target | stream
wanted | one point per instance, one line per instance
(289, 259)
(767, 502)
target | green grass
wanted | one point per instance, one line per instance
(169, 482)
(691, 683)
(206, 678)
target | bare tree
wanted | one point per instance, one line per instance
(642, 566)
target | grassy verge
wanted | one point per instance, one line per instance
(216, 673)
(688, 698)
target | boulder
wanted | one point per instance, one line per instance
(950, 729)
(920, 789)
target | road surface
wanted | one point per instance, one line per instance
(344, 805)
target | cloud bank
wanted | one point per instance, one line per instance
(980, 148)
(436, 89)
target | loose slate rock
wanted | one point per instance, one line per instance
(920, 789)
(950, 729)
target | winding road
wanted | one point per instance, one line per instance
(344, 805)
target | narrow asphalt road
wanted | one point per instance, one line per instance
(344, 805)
——————
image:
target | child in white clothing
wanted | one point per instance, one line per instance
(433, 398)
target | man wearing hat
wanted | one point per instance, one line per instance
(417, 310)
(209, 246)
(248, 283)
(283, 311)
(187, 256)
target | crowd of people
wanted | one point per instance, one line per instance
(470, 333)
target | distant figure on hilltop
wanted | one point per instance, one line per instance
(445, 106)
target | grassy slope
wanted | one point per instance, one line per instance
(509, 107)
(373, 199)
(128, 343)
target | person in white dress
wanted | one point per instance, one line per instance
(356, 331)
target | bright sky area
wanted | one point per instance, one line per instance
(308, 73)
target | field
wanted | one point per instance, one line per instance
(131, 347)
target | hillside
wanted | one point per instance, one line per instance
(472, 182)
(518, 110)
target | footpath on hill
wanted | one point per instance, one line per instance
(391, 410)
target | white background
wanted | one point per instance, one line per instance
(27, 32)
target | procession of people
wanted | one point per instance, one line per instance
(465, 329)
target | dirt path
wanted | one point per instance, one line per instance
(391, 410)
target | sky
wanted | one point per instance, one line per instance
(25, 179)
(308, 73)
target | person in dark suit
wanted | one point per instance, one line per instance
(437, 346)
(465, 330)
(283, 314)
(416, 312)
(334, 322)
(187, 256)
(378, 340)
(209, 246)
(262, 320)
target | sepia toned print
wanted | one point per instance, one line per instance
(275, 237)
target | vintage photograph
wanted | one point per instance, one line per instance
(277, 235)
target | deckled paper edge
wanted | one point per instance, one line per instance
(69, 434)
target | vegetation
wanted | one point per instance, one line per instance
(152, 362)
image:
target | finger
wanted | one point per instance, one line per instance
——————
» **TO DO**
Count the lines above that contain the string "white", with case counting, and reply with only that number.

» **SOLUTION FOR THIS PROBLEM**
3